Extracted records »
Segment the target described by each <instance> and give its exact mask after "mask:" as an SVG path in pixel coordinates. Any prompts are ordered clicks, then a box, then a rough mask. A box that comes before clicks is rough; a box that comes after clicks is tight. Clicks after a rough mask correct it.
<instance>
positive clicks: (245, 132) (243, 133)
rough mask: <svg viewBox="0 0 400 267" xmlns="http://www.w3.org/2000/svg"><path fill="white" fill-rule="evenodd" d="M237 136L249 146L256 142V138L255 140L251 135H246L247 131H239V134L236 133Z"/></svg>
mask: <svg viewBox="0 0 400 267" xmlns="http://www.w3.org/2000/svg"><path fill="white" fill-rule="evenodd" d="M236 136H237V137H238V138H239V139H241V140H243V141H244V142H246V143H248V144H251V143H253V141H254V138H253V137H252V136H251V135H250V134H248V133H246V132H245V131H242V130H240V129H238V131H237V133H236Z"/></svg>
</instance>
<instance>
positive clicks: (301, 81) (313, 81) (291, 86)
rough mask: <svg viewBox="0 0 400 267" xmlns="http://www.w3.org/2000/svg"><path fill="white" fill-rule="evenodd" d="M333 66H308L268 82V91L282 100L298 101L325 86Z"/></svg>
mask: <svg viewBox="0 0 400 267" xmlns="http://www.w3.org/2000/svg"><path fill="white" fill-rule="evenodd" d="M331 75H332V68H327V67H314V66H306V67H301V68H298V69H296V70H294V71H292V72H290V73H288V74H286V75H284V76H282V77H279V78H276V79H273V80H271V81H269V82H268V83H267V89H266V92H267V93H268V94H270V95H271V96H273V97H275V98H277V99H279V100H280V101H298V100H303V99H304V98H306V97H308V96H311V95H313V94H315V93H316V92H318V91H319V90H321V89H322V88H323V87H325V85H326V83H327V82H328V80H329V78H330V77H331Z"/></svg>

Instructions to follow » Nothing in the records may change; output all of them exactly.

Exercise response »
Segment the target described by each <instance> and give its exact mask after "mask:" as an SVG path in pixel coordinates. Any prompts are ordered clicks, then a box, then a rough mask. A box that comes before clicks is rough; a box that comes after clicks is tight. Clicks after a rough mask correct it.
<instance>
positive clicks: (245, 132) (243, 133)
rough mask: <svg viewBox="0 0 400 267" xmlns="http://www.w3.org/2000/svg"><path fill="white" fill-rule="evenodd" d="M237 136L249 146L256 142V138L255 140L251 135H246L247 131H239V134L236 133Z"/></svg>
mask: <svg viewBox="0 0 400 267" xmlns="http://www.w3.org/2000/svg"><path fill="white" fill-rule="evenodd" d="M236 136H237V137H238V138H239V139H241V140H243V141H244V142H246V143H248V144H251V143H253V141H254V138H253V137H252V136H251V135H250V134H248V133H246V132H245V131H242V130H240V129H238V131H237V133H236Z"/></svg>
</instance>
<instance>
positive clicks: (301, 81) (313, 81) (291, 86)
rough mask: <svg viewBox="0 0 400 267" xmlns="http://www.w3.org/2000/svg"><path fill="white" fill-rule="evenodd" d="M333 66H308L268 82V91L282 100L298 101L325 86Z"/></svg>
mask: <svg viewBox="0 0 400 267" xmlns="http://www.w3.org/2000/svg"><path fill="white" fill-rule="evenodd" d="M331 75H332V68H327V67H314V66H306V67H301V68H298V69H296V70H294V71H292V72H290V73H288V74H286V75H284V76H282V77H279V78H276V79H273V80H271V81H269V82H268V83H267V89H266V92H267V93H268V94H270V95H271V96H273V97H275V98H277V99H279V100H280V101H298V100H303V99H304V98H306V97H308V96H311V95H313V94H315V93H316V92H318V91H319V90H321V89H322V88H323V87H325V85H326V83H327V82H328V80H329V78H330V77H331Z"/></svg>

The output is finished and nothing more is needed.